GIVEN PROBLEM A:
In the caramel recipe, what temperature should the caramel reach on a candy thermometer?
GIVEN PROBLEM B:
Set down the part of the caramel recipe starting at "- Line a 9 x" and ending at "over low heat.".
GIVEN PROBLEM C:
Name every spice the caramel recipe calls for.

READING TEXT:
::::

Soft Perry Caramels
Cooking Time: 1hr 45mins
Preparation Time: 1hr
- 1.9L Perry, we recommend ‘The Triumph’ by Paracombe Premium Perry
- 3 cups heavy cream
- ½ cup sweetened condensed milk
- 4 cups sugar
- ¾ cup light corn syrup
- ¼ cup water
- 1½ tsp. kosher salt
- ½ cup unsalted butter
- ½ tsp. cinnamon
- 1 pinch ground allspice
- 1 pinch ground cloves
- Neutral oil, such as canola or grapeseed
- In a large saucepan, simmer the Perry over moderate heat, stirring occasionally, until reduced to 1 cup, about 1 hour. Pour the reduced Perry into a bowl.
- Line a 9 x 13 inch rimmed pan with foil and coat the foil with nonstick cooking spray. In a medium saucepan, combine the heavy cream and condensed milk and bring to a simmer over moderate heat; keep the mixture warm over low heat.
- In another large saucepan, combine the sugar with the reduced Perry, corn syrup, water & salt and bring to a boil. Simmer over moderate heat until the sugar dissolves, about 5 minutes. Carefully whisk in the butter until melted. Gradually whisk in the warm cream mixture until incorporated. Cook over moderately low heat, stirring frequently, until a golden caramel forms and the temperature reaches 245 degrees F on a candy thermometer, about 45 minutes. Stir in the cinnamon, allspice & cloves and scrape the caramel into the prepared pan. Let cool completely, then refrigerate the caramel overnight.
- Lightly brush a sheet of parchment paper with oil. Invert the caramel onto the parchment and peel off the foil. Using a sharp knife, cut the caramel into 1-inch-wide strips, then cut the block crosswise into 1/2-inch rectangles. Wrap each caramel in a square of parchment paper or a candy wrapper and twist the ends to seal. Serve or pack the caramels into boxes.

::::

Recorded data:

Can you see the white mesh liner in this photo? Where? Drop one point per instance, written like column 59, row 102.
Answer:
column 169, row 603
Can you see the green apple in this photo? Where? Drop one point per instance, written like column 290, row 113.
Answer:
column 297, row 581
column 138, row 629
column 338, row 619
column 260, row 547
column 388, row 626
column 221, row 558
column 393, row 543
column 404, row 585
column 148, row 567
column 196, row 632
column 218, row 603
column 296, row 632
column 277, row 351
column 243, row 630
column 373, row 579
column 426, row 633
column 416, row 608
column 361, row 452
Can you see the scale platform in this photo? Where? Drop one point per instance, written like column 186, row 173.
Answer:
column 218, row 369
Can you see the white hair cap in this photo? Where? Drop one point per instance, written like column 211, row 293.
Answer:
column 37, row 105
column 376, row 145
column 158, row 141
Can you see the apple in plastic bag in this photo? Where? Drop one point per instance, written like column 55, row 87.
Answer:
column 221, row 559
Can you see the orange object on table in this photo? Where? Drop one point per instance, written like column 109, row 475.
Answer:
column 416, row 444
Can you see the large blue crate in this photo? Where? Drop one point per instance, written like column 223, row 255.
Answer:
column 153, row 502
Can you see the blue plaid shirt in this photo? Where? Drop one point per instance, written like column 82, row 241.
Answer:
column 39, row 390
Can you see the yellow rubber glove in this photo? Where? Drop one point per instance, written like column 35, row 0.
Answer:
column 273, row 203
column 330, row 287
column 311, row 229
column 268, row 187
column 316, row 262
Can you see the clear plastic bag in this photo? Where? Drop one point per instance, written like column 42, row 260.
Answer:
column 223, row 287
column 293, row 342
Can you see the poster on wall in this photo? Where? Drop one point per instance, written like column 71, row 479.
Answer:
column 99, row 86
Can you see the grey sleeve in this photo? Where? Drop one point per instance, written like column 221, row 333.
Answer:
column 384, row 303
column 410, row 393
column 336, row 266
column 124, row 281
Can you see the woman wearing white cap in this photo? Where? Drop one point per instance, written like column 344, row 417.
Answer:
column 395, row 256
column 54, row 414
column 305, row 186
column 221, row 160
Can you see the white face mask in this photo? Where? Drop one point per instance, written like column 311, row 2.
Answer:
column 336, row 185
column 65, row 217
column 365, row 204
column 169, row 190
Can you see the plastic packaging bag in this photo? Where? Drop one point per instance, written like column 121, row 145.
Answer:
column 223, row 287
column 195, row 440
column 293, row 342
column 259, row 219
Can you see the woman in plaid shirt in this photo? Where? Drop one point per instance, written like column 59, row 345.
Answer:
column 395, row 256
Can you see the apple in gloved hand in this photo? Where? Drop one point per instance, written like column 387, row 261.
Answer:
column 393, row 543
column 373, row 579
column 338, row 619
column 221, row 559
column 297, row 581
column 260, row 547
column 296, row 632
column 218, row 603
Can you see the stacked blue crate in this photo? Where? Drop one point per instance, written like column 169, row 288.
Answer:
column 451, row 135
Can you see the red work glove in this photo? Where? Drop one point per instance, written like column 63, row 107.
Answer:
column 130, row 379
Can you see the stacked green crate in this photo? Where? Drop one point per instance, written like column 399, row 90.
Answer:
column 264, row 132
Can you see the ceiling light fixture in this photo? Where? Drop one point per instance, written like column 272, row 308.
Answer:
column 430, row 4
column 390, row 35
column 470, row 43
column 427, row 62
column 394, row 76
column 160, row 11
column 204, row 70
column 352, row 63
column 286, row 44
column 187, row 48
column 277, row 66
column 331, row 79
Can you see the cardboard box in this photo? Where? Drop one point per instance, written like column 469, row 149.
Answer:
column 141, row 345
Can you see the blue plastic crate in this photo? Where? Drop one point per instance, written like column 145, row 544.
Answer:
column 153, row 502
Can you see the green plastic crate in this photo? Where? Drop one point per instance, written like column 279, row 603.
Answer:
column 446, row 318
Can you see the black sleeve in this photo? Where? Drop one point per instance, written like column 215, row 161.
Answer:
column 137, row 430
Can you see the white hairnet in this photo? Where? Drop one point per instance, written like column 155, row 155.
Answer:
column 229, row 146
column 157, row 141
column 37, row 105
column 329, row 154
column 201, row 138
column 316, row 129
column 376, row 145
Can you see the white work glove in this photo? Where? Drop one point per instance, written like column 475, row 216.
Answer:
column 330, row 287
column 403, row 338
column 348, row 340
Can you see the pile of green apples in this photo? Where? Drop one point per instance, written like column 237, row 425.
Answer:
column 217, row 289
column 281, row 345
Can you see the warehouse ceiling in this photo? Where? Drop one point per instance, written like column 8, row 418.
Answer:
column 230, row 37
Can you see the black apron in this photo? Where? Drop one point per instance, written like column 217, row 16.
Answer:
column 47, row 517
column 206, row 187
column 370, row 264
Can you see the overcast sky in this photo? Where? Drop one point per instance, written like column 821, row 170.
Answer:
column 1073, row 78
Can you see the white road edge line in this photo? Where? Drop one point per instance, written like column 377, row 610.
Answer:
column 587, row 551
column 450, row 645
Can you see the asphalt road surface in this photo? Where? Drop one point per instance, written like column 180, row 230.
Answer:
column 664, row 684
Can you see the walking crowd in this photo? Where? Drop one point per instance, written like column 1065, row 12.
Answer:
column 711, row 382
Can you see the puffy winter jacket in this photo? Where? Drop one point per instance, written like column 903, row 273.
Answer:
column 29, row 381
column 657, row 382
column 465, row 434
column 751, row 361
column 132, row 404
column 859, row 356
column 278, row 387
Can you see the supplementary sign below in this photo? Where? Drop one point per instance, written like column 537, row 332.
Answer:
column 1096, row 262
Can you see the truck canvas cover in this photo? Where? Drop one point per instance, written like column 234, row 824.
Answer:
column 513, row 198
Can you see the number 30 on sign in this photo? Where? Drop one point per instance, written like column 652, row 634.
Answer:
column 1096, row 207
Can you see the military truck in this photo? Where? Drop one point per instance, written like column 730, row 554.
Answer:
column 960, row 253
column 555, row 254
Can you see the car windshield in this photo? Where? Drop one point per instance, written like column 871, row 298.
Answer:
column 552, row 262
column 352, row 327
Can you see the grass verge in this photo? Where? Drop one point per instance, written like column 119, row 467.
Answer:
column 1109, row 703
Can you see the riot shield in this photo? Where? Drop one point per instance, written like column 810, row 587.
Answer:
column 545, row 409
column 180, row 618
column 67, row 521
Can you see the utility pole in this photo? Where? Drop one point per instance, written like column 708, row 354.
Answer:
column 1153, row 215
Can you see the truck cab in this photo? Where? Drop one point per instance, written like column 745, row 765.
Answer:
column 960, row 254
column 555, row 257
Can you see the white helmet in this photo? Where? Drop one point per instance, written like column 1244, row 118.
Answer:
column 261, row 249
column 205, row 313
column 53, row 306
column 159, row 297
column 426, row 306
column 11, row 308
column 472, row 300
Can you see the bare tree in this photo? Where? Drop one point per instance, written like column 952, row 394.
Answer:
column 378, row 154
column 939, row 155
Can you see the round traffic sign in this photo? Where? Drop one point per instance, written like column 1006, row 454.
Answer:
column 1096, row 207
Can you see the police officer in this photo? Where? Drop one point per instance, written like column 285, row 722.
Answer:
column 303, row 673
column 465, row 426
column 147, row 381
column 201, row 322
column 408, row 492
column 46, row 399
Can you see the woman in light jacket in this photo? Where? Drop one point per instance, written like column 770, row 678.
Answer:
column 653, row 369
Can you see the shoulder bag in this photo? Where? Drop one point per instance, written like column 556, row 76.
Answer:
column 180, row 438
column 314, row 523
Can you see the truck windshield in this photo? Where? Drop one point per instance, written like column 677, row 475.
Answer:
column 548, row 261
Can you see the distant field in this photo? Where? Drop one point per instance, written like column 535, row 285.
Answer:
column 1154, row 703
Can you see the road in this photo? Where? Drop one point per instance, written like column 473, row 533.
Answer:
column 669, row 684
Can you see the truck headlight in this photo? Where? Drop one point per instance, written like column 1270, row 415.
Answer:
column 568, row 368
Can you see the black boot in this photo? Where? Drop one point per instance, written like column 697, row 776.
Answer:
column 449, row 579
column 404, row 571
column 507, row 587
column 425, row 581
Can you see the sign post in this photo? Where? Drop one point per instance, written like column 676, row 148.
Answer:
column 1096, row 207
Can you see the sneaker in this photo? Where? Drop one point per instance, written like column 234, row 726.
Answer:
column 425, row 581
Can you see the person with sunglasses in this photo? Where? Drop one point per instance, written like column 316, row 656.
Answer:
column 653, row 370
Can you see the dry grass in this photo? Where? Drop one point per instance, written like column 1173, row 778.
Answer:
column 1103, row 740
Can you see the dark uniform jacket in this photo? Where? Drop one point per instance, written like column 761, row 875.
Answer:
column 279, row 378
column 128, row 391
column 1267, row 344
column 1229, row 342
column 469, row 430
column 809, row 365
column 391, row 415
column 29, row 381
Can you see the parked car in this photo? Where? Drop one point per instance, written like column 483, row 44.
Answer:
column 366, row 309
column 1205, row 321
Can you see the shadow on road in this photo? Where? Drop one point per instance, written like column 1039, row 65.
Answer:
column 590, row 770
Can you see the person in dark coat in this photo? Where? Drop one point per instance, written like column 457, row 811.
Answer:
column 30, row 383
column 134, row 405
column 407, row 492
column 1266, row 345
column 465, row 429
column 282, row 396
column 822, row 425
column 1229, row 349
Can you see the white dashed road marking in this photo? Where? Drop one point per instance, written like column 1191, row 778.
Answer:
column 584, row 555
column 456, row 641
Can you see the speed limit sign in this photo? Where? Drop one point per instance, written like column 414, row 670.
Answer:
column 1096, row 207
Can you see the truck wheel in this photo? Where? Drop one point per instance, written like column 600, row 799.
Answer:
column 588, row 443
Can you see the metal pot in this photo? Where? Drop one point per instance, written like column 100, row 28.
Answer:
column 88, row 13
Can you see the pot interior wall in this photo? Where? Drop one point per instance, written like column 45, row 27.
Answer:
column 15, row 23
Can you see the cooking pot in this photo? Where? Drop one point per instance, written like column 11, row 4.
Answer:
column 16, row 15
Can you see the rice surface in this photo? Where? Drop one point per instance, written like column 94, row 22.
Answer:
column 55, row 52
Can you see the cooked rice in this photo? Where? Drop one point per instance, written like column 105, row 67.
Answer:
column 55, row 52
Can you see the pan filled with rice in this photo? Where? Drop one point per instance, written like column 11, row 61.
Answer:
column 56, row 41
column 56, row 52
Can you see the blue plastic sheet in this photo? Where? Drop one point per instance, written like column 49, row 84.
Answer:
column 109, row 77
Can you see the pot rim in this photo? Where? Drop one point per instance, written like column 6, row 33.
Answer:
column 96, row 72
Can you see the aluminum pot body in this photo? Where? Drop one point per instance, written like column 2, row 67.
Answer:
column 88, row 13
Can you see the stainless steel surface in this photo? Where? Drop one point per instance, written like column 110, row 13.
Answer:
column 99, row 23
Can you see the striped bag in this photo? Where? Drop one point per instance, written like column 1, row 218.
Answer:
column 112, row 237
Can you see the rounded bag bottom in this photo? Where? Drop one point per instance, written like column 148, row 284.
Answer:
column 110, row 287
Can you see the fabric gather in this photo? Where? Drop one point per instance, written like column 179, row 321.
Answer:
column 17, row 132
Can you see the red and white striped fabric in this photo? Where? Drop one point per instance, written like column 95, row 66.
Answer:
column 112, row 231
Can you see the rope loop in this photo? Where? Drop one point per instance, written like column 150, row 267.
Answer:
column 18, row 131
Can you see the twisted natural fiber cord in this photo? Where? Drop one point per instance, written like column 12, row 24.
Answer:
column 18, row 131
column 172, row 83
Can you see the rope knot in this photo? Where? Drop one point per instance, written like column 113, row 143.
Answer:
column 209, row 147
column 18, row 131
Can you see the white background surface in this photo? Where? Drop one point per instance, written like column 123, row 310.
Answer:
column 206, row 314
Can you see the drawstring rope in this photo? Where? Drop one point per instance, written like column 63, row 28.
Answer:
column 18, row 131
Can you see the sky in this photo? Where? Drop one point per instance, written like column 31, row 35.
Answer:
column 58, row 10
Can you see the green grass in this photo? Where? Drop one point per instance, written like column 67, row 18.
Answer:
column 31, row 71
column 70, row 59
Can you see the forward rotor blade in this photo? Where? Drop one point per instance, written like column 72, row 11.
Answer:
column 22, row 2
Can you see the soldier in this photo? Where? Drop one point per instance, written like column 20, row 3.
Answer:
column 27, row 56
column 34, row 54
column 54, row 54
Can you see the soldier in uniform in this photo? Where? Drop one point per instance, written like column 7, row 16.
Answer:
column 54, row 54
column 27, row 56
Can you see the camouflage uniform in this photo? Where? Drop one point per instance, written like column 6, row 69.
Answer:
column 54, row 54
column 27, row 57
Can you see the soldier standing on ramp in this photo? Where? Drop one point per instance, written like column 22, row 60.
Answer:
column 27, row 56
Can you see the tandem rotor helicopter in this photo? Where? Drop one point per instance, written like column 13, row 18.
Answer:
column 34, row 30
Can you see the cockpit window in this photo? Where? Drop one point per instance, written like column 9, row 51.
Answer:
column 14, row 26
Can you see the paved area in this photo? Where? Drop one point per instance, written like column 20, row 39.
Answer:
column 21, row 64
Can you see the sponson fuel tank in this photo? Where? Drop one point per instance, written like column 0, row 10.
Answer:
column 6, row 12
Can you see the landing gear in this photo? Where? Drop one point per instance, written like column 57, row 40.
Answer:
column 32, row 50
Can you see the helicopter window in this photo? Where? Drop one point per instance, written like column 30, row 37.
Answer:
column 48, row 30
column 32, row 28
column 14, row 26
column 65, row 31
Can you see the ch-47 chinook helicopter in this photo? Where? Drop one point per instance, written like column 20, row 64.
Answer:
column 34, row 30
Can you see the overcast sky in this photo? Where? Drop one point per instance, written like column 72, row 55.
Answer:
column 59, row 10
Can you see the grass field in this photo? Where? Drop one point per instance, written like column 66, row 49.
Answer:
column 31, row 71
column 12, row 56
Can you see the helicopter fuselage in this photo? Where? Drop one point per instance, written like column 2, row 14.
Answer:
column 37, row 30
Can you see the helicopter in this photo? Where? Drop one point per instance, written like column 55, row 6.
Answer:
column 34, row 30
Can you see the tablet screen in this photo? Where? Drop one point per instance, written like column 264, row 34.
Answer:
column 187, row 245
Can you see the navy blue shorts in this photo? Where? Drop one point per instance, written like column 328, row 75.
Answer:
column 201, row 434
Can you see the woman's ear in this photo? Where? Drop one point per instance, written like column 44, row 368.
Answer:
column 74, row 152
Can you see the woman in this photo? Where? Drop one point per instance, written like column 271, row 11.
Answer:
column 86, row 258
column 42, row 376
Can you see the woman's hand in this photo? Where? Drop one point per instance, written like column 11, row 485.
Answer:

::::

PROBLEM SOLUTION A:
245 degrees F

PROBLEM SOLUTION B:
- Line a 9 x 13 inch rimmed pan with foil and coat the foil with nonstick cooking spray. In a medium saucepan, combine the heavy cream and condensed milk and bring to a simmer over moderate heat; keep the mixture warm over low heat.

PROBLEM SOLUTION C:
Cinnamon, ground allspice, ground cloves